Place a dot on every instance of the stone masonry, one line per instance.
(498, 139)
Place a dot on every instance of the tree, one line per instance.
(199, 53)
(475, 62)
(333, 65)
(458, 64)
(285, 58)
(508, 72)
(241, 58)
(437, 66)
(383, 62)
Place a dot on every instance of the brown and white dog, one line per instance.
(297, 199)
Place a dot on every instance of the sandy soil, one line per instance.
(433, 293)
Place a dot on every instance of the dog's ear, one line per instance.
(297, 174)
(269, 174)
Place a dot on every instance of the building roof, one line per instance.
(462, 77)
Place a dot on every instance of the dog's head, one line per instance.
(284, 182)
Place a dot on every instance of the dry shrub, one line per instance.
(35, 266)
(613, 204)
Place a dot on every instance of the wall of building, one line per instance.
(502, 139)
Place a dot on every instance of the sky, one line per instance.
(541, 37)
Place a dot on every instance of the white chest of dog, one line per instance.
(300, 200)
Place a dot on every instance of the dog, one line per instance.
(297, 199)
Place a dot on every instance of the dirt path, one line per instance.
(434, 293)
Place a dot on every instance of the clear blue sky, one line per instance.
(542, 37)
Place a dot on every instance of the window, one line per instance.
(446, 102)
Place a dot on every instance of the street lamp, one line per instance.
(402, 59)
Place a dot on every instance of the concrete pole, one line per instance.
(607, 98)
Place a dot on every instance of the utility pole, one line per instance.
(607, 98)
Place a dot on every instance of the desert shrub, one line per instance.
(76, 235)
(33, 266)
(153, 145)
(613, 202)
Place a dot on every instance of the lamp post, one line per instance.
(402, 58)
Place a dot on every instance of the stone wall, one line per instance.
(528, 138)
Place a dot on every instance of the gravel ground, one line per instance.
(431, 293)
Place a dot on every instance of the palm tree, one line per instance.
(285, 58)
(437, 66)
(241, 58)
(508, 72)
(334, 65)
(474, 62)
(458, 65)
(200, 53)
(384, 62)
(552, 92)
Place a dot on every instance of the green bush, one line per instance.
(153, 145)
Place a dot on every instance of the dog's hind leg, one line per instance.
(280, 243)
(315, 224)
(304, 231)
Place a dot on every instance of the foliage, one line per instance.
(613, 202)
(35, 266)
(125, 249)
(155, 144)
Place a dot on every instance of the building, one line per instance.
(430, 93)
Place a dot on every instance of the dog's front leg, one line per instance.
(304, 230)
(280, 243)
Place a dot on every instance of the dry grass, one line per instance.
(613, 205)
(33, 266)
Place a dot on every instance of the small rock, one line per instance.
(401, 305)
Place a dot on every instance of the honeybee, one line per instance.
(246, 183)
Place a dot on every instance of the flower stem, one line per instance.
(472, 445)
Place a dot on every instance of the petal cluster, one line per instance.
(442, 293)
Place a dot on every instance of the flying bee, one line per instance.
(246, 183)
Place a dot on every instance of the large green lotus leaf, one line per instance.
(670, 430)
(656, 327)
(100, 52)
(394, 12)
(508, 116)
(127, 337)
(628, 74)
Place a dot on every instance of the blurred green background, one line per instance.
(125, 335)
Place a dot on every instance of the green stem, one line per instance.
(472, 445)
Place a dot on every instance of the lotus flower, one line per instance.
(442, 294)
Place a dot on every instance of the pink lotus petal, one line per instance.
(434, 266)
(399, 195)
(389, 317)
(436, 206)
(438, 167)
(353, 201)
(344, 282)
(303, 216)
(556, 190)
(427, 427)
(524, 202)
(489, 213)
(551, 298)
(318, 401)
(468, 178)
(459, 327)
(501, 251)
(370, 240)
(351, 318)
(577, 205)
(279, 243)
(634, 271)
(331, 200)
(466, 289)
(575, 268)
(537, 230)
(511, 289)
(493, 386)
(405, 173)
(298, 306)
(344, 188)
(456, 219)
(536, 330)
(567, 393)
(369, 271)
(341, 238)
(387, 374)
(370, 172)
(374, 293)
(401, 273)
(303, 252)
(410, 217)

_Exercise requirements_: Copy all of the data exactly. Skip nothing.

_Completed exercise_:
Place a dot on every instance of the stone masonry, one line per instance.
(498, 139)
Place a dot on every instance of the tree, one line per instance.
(199, 53)
(475, 62)
(333, 65)
(458, 64)
(285, 58)
(508, 72)
(241, 58)
(437, 66)
(383, 62)
Place a dot on every instance of the brown and white dog, one line per instance.
(297, 199)
Place a dot on every instance of the sandy soil, one line per instance.
(433, 293)
Place a dot on every instance of the dog's ear, one line per instance.
(297, 174)
(269, 174)
Place a dot on every instance of the building roof, one line per instance.
(462, 77)
Place a dot on every instance of the dog's head, one line per instance.
(284, 182)
Place a dot on every instance of the dry shrub, one line per instance.
(35, 266)
(613, 204)
Place a dot on every instance of the wall of building, one line per instance.
(502, 139)
Place a dot on every instance of the sky, one line per instance.
(541, 37)
Place a dot on every instance of the white chest of dog, one line per instance.
(300, 200)
Place a dot on every instance of the dog, one line per instance.
(297, 199)
Place a dot on every instance of the dirt path, one line per instance.
(434, 293)
Place a dot on every instance of the clear blue sky, one line per instance.
(542, 37)
Place a dot on every instance of the window, one line per instance.
(446, 102)
Place a dot on every instance of the street lamp, one line per instance.
(402, 59)
Place a dot on every instance of the concrete pole, one line per instance.
(607, 98)
Place a dot on every instance of the utility pole, one line per instance.
(607, 98)
Place a dot on every instance of the desert shrub, one line per instance.
(76, 235)
(33, 266)
(153, 145)
(613, 202)
Place a dot on every instance of the lamp post, one line per instance.
(402, 58)
Place a dot on every instance of the stone wall, one line per instance.
(528, 138)
Place a dot on every instance of the gravel ground, one line per instance.
(431, 293)
Place a dot on every instance of the palm tree, one line per instance.
(285, 58)
(437, 66)
(241, 58)
(508, 72)
(334, 65)
(474, 62)
(458, 65)
(200, 53)
(384, 62)
(552, 92)
Place a dot on every instance of the green bush, one line per instance.
(153, 145)
Place a dot on every instance of the dog's hind leg, one line per instance.
(280, 243)
(315, 224)
(304, 231)
Place a dot on every instance of the foliage, one line per instance.
(613, 202)
(35, 266)
(125, 249)
(155, 144)
Place a dot on every instance of the building, one line per instance.
(430, 93)
Place a dot on every instance of the dog's front leg, one line per instance.
(304, 230)
(280, 243)
Place a dot on every instance of the dry grass, one line per instance.
(613, 205)
(33, 266)
Place a dot on every instance of the small rock, one line per instance.
(401, 305)
Place a dot on every instance of the honeybee, one line per instance.
(246, 183)
Place a dot on every instance of the flower stem, one line per instance.
(472, 445)
Place a dot on every instance of the petal cluster, one line per instance.
(442, 293)
Place a dot on every instance of the flying bee, one line per instance.
(246, 183)
Place a dot on every instance of the large green lotus leaf, one line per instance.
(670, 430)
(656, 327)
(100, 52)
(394, 12)
(508, 116)
(127, 337)
(628, 74)
Place a dot on every instance of the blurred green background, one line per instance.
(125, 335)
Place a dot on every instance of the green stem, one line per instance.
(472, 445)
Place a dot on every instance of the lotus flower, one line per instance.
(442, 294)
Place a dot on every instance of the pink lotus petal, one line per instance.
(434, 266)
(399, 195)
(389, 317)
(436, 206)
(438, 167)
(353, 201)
(344, 282)
(303, 216)
(556, 190)
(427, 427)
(524, 202)
(489, 213)
(551, 298)
(318, 401)
(468, 178)
(459, 327)
(501, 251)
(370, 240)
(351, 318)
(577, 205)
(279, 243)
(634, 271)
(331, 200)
(466, 289)
(575, 268)
(537, 230)
(511, 289)
(493, 386)
(405, 173)
(298, 306)
(344, 188)
(456, 219)
(536, 330)
(567, 393)
(369, 271)
(341, 238)
(387, 374)
(370, 172)
(374, 293)
(401, 273)
(303, 252)
(410, 217)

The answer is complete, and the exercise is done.